» What the exercise asks: Collect every line of the rows below that contains the string "head", and copy each such line in full. Treat uppercase and lowercase letters as different.

──────

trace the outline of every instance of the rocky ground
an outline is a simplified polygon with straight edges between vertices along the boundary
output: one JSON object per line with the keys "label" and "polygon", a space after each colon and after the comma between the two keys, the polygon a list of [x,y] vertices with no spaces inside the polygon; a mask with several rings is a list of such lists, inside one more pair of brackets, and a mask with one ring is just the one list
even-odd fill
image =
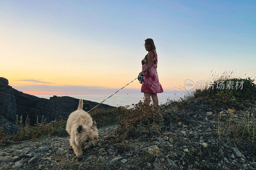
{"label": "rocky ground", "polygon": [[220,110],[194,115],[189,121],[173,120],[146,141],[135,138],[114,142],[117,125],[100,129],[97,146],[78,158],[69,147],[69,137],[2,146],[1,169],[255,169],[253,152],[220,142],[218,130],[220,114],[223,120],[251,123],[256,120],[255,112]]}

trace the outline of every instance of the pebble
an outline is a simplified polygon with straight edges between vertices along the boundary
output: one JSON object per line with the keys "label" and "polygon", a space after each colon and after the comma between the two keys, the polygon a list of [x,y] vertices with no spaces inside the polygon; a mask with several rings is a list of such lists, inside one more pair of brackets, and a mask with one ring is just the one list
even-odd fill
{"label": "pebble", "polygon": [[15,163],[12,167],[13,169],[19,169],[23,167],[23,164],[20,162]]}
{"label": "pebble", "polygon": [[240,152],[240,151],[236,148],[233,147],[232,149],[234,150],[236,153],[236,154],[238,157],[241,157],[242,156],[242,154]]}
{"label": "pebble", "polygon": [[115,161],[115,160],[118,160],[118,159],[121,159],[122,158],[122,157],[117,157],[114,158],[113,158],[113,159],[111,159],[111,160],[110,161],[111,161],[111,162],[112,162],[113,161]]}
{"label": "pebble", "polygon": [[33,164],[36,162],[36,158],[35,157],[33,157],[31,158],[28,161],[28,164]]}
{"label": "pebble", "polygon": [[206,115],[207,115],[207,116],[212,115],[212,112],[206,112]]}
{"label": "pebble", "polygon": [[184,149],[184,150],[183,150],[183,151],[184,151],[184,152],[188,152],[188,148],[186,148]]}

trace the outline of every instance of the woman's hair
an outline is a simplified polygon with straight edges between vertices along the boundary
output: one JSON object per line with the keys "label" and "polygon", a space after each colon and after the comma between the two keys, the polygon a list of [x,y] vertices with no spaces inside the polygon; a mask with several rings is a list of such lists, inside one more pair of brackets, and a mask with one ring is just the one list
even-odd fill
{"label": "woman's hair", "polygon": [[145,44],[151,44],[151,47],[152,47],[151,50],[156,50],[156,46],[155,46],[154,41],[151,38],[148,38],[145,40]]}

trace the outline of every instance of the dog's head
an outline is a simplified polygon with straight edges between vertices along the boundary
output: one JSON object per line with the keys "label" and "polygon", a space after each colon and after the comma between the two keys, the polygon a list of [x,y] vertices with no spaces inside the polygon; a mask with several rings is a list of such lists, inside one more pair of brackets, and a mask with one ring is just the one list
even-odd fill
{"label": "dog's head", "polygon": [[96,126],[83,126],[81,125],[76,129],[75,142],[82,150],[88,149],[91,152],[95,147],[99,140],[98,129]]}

──────

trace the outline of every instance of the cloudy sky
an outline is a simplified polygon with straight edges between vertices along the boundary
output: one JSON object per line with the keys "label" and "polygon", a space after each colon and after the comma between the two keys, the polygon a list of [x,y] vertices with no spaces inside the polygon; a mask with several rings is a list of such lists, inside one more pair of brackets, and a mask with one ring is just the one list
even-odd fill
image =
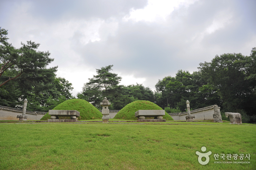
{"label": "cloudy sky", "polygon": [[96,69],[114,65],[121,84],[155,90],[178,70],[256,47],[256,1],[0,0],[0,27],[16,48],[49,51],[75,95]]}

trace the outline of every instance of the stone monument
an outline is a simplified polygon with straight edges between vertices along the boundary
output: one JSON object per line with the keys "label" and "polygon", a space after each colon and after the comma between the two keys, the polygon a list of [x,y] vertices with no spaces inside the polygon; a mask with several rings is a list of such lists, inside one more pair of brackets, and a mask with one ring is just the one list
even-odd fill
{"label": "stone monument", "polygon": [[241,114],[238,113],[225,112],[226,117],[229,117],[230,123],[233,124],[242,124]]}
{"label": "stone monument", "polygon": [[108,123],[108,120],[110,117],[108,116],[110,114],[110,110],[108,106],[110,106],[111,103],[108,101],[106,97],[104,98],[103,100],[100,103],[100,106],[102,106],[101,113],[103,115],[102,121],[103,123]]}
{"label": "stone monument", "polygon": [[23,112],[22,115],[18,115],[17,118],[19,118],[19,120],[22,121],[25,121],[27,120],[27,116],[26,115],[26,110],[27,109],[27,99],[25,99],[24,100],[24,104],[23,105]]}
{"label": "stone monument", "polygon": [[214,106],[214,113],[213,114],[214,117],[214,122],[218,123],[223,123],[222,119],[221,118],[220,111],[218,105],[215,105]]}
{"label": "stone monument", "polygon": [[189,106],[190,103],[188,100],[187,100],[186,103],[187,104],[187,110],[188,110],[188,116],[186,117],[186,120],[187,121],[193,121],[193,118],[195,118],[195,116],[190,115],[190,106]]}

──────

» Response to this task:
trace the outline of every instance of the dog's head
{"label": "dog's head", "polygon": [[96,126],[83,126],[81,125],[76,129],[75,142],[82,150],[88,149],[91,152],[95,147],[99,140],[98,129]]}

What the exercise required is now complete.